Extracted information Block Start

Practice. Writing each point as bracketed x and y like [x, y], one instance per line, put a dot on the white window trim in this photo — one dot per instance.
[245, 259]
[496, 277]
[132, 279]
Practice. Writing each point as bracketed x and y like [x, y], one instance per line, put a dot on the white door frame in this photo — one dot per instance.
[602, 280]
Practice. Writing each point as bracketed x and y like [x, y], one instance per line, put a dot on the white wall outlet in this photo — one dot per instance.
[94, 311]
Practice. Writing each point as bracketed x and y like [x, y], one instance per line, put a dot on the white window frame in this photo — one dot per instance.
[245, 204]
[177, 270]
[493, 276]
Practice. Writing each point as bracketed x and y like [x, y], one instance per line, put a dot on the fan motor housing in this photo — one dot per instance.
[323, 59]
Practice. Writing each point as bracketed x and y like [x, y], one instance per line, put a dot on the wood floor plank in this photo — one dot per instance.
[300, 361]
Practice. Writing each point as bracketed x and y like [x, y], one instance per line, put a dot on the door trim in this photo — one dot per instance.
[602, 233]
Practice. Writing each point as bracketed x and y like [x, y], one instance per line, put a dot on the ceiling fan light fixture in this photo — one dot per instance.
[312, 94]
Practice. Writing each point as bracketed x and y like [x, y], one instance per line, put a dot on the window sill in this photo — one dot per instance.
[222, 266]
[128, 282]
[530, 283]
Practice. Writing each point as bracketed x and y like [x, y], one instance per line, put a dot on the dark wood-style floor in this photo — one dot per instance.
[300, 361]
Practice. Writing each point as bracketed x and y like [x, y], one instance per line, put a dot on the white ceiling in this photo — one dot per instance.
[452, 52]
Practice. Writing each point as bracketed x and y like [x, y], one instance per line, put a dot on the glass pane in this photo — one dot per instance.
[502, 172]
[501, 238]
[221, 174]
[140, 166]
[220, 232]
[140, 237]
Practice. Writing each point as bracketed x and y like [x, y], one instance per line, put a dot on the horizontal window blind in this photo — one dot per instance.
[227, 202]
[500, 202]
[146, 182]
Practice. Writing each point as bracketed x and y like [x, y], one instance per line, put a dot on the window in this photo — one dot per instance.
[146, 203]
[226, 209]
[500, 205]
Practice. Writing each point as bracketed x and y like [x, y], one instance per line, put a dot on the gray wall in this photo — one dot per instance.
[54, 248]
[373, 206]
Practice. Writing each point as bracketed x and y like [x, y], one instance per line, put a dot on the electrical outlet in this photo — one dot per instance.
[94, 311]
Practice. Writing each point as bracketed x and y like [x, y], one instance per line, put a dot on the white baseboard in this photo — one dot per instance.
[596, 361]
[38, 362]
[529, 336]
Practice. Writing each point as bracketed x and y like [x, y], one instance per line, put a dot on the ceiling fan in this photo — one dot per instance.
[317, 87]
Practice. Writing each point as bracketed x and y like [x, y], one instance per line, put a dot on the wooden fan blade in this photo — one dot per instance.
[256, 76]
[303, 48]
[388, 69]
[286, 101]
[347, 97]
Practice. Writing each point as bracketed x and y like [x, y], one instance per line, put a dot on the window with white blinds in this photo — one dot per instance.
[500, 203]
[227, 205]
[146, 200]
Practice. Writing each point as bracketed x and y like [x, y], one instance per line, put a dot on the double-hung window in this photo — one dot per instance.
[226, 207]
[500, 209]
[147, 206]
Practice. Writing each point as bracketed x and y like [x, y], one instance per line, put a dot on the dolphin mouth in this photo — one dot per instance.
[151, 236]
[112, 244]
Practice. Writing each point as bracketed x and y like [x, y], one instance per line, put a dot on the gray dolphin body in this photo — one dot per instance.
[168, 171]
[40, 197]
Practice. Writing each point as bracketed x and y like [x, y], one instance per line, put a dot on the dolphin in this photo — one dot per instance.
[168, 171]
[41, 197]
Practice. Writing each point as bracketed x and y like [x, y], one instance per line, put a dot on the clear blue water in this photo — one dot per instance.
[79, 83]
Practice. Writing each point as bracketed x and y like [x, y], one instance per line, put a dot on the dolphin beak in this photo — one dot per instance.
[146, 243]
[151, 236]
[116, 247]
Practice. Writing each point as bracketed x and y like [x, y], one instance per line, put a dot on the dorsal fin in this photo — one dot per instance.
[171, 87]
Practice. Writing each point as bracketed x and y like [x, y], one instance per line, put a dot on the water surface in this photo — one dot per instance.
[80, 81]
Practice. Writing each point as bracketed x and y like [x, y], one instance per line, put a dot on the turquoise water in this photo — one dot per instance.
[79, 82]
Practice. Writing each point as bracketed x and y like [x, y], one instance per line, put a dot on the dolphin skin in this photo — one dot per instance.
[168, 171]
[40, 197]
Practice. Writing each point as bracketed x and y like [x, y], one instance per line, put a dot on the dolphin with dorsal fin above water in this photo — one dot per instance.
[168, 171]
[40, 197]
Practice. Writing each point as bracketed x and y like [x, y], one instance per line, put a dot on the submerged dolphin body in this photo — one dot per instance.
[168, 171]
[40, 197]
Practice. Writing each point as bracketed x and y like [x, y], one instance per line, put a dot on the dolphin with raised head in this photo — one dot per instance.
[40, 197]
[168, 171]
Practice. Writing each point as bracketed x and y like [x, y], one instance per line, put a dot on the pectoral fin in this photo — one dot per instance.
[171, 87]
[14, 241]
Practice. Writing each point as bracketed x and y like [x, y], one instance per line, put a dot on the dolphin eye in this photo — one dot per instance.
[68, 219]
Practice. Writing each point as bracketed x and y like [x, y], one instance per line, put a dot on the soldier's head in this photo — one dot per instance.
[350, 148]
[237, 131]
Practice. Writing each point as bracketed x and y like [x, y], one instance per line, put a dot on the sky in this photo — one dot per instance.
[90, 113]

Extracted information Block End

• **Goal of the exercise**
Transcribe every record above exactly as it appears.

• **Response for this exercise**
Practice. Writing each point as bracketed x and y like [x, y], one instance per line, put a dot on the white window trim in this photo — one dot per instance.
[245, 259]
[496, 277]
[132, 279]
Practice. Writing each point as bracketed x and y like [x, y], one instance per line, put a dot on the white door frame in this photo — one dot per instance.
[602, 280]
Practice. Writing each point as bracketed x and y like [x, y], one instance per line, put a dot on the white wall outlet in this photo — one dot per instance.
[94, 311]
Practice. Writing each point as bracketed x and y like [x, y], one instance per line, put a dot on the white window frame in this photo — one dot per instance.
[245, 204]
[177, 270]
[493, 276]
Practice. Writing each point as bracketed x and y like [x, y], one instance per line, put a dot on the fan motor housing in this photo — one dot per instance.
[323, 59]
Practice. Writing each point as bracketed x and y like [x, y], one instance per line, put a dot on the wood floor plank in this photo — one dot per instance.
[300, 361]
Practice. Writing each point as bracketed x and y like [x, y], one instance per line, put a dot on the door trim in this photo — one dot per instance.
[602, 233]
Practice. Writing each point as bracketed x and y like [x, y], one instance per line, put a dot on the ceiling fan light fixture in this photo — one dot per instance.
[312, 94]
Practice. Writing each point as bracketed x and y like [x, y], one instance per line, put a dot on the window sill in this photo — one dot per instance.
[222, 266]
[128, 282]
[530, 283]
Practice. Writing each point as bracketed x and y like [x, y], one instance per line, put a dot on the dark wood-style floor in this photo — one dot per instance.
[300, 361]
Practice. Writing each point as bracketed x and y like [x, y], one instance per line, put a dot on the white ceiling in this photo — one dot per instance.
[452, 52]
Practice. Writing each point as bracketed x and y like [x, y], one instance per line, put a dot on the glass pane in this photo — one dot per instance.
[502, 172]
[501, 238]
[221, 174]
[140, 166]
[220, 232]
[140, 237]
Practice. Writing each point as bracketed x and y like [x, y], one instance per line, put a dot on the horizontal window blind in this photo — one dot per instance.
[227, 202]
[500, 202]
[146, 182]
Practice. Writing each point as bracketed x and y like [x, y], one instance per line, put a dot on the window in this photo — one dot per instance.
[146, 203]
[226, 209]
[500, 205]
Practice. Writing each point as bracketed x and y like [x, y], one instance per line, put a dot on the gray wall in this photo — one dot per instance.
[54, 248]
[373, 206]
Practice. Writing each point as bracketed x and y like [x, y], one instance per line, put a dot on the electrical outlet in this photo — one dot per instance.
[94, 311]
Practice. Writing each point as bracketed x and y like [x, y], one instance per line, put a dot on the white baseboard in this photo — one dot per instance.
[596, 361]
[38, 362]
[529, 336]
Practice. Writing each point as bracketed x and y like [x, y], one instance per line, put a dot on the ceiling fan in this photo — one dot per instance.
[317, 87]
Practice. Writing each point as bracketed x and y like [x, y], one instance per line, put a dot on the wooden fan blade in this photo — one dot per instance.
[256, 76]
[303, 48]
[388, 69]
[286, 101]
[347, 97]
Practice. Writing each point as bracketed x and y like [x, y], one instance per line, put a dot on the window with white blinds in this photo — one dot per instance.
[500, 203]
[227, 205]
[146, 200]
Practice. Writing each point as bracketed x and y like [x, y], one instance per line, put a dot on the double-hung window in this photo — one dot per instance.
[226, 207]
[500, 209]
[147, 206]
Practice. Writing each point as bracketed x and y like [x, y], one instance per line, put a dot on the dolphin mouth in this photo — one dot per instance.
[151, 236]
[112, 244]
Practice. Writing each point as bracketed x and y like [x, y], one instance per line, put a dot on the gray dolphin body in this photo — one dot per instance.
[168, 171]
[40, 197]
Practice. Writing each point as bracketed x and y like [x, y], one instance per line, put a dot on the dolphin in this photo — one dot per instance.
[168, 171]
[41, 197]
Practice. Writing each point as bracketed x and y like [x, y], one instance per line, put a dot on the clear blue water in this photo — one dot per instance.
[79, 83]
Practice. Writing each point as bracketed x and y like [x, y], one instance per line, put a dot on the dolphin beak in this photo — one dot per instance.
[146, 243]
[151, 236]
[116, 247]
Practice. Writing each point as bracketed x and y like [x, y], one instance per line, put a dot on the dorsal fin in this photo — one dot per instance.
[171, 87]
Practice. Writing each point as bracketed x and y like [x, y], one instance per line, put a dot on the water surface in this photo — one dot per instance.
[80, 81]
Practice. Writing each point as bracketed x and y like [x, y], one instance per line, put a dot on the turquoise water in this photo — one dot per instance.
[79, 82]
Practice. Writing each point as bracketed x and y like [x, y], one instance per line, put a dot on the dolphin skin in this photo — one dot per instance.
[168, 171]
[40, 197]
Practice. Writing each point as bracketed x and y like [x, y], one instance per line, put a dot on the dolphin with dorsal fin above water in this photo — one dot per instance.
[168, 171]
[40, 197]
Practice. Writing each point as bracketed x and y like [x, y], one instance per line, put a dot on the submerged dolphin body in this photo — one dot per instance.
[168, 171]
[40, 197]
Practice. Writing each point as bracketed x and y like [x, y], one instance per line, put a dot on the dolphin with raised head in this photo — one dot per instance.
[40, 197]
[168, 171]
Practice. Writing each point as bracketed x and y like [x, y], one instance per line, put a dot on the pectoral fin in this photo — one dot per instance.
[171, 87]
[14, 241]
Practice. Writing each point as bracketed x and y like [x, y], one instance per line, put a dot on the dolphin eye in this photo — one dot per instance.
[68, 219]
Practice. Writing each point as bracketed x and y like [x, y], one instance per line, put a dot on the soldier's head in this photo — one dot per instance.
[350, 148]
[237, 131]
Practice. Writing each point as bracketed x and y like [x, y], one instance per line, put a dot on the sky in this photo — one dot per instance.
[90, 113]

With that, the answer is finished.